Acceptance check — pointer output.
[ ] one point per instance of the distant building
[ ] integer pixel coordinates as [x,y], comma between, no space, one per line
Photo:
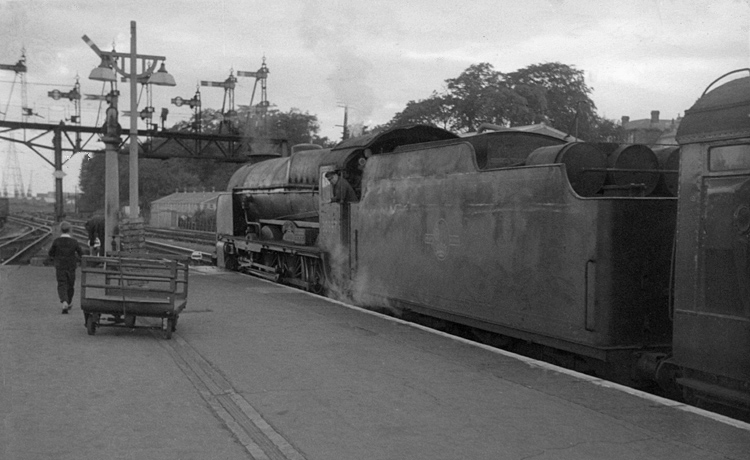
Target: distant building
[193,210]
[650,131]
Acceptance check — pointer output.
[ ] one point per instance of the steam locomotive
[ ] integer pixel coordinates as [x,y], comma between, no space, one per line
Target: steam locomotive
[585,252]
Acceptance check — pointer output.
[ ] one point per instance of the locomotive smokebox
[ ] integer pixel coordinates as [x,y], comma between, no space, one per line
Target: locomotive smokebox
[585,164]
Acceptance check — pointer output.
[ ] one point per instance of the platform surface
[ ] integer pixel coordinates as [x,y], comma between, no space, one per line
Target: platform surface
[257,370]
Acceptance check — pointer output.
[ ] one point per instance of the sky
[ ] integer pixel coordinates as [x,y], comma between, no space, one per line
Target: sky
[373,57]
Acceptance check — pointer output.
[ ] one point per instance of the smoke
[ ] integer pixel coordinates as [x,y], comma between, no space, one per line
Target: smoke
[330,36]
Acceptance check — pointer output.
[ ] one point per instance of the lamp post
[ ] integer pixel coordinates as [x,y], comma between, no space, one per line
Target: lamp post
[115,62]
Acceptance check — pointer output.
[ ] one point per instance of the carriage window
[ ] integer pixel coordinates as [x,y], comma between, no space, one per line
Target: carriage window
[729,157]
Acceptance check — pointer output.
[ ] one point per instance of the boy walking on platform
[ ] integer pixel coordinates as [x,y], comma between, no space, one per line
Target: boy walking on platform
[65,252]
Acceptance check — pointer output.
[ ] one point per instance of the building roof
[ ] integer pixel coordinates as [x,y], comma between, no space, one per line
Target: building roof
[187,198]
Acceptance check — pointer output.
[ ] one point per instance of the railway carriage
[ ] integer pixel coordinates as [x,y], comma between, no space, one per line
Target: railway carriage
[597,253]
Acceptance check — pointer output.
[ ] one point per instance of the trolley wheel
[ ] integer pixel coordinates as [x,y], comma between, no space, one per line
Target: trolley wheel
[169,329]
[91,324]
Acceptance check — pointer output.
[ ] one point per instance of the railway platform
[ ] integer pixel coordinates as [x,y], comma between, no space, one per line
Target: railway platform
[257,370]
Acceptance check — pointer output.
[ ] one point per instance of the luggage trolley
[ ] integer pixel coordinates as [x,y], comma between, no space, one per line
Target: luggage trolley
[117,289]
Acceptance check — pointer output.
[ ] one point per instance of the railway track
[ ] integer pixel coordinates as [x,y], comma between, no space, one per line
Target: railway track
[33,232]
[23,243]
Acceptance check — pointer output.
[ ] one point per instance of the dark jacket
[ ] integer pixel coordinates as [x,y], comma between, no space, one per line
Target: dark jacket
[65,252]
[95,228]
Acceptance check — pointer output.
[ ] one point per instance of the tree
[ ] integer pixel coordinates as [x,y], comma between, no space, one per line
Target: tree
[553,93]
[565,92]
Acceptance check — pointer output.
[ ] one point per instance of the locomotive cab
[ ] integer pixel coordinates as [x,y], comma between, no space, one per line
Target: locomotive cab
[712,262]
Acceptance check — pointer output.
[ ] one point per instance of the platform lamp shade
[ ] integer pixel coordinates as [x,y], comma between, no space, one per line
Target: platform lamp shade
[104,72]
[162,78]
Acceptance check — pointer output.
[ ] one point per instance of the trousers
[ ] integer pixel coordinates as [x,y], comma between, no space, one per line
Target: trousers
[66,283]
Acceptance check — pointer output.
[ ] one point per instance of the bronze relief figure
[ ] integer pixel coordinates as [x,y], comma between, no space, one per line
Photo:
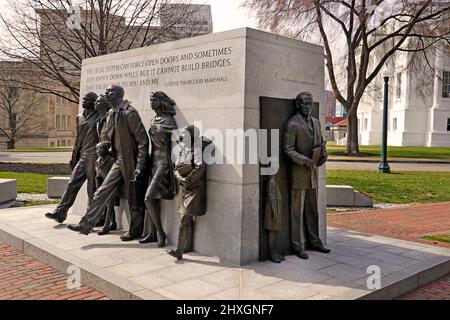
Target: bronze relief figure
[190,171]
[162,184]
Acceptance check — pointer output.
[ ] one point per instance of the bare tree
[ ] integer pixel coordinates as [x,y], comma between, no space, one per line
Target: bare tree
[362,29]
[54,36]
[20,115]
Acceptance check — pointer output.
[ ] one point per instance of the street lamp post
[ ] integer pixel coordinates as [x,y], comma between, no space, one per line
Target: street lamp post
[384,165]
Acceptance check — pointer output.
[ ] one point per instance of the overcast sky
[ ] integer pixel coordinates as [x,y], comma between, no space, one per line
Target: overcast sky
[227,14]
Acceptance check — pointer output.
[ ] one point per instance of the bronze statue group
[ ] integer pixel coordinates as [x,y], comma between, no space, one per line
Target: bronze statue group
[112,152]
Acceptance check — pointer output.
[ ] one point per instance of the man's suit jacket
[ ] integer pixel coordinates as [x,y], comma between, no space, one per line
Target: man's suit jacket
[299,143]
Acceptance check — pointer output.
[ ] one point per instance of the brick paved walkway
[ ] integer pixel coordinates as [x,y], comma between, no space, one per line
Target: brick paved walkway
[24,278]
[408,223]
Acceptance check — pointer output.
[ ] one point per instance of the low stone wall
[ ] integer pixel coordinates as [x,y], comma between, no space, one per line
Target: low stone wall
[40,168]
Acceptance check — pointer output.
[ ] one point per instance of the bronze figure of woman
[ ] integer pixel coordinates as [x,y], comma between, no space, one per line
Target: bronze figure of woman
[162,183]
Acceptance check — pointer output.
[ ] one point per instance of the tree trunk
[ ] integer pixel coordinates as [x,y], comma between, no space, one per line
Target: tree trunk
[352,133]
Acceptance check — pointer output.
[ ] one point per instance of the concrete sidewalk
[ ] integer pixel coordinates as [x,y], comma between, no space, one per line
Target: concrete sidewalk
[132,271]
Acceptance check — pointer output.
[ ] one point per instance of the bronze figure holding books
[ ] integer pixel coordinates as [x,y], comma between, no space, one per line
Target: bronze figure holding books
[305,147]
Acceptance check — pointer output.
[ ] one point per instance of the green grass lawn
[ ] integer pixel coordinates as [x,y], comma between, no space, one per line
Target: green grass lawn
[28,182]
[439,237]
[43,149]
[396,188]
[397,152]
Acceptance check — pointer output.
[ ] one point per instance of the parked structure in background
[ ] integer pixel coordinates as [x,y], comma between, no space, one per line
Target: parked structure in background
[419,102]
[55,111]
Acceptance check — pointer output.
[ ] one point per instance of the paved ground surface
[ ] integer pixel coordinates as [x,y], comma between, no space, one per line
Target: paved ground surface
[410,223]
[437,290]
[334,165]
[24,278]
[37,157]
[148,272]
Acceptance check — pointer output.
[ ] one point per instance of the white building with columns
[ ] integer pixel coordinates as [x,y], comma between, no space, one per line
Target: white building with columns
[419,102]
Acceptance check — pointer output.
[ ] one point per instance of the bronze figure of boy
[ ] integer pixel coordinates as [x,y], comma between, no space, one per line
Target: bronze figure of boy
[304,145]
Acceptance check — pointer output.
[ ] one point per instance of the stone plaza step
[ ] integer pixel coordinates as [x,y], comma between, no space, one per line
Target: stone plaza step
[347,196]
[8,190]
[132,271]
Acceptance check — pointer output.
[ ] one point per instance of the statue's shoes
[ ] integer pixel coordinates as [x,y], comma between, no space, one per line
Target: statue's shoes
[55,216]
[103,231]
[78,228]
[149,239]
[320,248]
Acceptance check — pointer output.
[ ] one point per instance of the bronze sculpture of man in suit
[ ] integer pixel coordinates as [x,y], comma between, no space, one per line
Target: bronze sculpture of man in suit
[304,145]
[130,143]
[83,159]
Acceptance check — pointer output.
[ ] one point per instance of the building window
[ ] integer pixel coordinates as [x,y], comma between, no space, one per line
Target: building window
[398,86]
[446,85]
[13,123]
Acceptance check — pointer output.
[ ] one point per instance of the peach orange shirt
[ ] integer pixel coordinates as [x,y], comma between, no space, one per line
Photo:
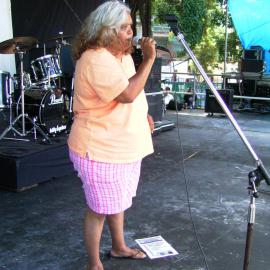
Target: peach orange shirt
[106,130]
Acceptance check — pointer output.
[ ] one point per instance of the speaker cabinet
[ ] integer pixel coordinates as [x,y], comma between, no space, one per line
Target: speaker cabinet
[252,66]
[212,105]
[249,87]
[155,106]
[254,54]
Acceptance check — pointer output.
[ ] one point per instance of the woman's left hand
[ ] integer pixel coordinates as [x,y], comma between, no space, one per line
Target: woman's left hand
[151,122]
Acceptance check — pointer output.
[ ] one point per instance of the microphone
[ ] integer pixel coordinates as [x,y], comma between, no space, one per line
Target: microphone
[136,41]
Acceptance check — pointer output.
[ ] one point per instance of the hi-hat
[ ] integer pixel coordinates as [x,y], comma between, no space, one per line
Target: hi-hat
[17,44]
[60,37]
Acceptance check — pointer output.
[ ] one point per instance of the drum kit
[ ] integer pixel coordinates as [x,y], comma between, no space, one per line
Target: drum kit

────────────────────

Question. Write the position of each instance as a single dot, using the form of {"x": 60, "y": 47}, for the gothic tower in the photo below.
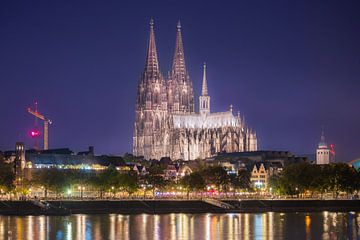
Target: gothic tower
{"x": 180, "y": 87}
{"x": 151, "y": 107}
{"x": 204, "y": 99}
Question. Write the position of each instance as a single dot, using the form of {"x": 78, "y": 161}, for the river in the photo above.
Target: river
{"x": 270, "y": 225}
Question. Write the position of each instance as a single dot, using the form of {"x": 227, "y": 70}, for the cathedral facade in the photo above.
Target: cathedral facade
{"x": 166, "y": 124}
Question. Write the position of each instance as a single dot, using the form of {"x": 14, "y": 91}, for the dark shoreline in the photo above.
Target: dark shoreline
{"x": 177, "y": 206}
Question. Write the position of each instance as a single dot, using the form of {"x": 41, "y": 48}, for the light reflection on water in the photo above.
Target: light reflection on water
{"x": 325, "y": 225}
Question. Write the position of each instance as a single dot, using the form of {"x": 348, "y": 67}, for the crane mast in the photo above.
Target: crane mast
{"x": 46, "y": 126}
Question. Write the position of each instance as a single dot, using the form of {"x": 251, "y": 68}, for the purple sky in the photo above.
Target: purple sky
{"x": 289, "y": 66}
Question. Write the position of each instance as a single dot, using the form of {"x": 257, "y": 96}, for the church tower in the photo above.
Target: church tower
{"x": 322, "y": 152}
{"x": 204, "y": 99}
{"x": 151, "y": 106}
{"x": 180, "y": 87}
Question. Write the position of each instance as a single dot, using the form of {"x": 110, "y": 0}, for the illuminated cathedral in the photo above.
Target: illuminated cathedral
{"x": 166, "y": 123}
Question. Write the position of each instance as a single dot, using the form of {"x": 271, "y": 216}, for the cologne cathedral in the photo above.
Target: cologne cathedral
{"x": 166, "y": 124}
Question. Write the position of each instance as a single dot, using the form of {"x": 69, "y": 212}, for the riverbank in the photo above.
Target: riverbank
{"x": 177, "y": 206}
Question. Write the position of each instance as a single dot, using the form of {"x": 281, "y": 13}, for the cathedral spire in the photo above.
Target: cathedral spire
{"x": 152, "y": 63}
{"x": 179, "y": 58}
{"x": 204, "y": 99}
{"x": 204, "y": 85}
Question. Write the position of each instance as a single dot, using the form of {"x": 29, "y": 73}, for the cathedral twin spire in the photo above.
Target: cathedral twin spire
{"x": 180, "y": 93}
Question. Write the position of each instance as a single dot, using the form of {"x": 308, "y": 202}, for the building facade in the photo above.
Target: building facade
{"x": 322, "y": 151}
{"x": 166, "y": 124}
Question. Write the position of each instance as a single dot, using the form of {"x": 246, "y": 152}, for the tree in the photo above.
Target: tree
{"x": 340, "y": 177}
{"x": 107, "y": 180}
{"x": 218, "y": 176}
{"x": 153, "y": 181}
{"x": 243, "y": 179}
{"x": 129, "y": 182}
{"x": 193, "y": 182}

────────────────────

* Written exercise
Pick out every line of the records above that contains the string "walkway" and copy each one in full. Treat uppercase and lowercase letters as different.

* The answer
[ ] one point per instance of the brick paved walkway
Target: brick paved walkway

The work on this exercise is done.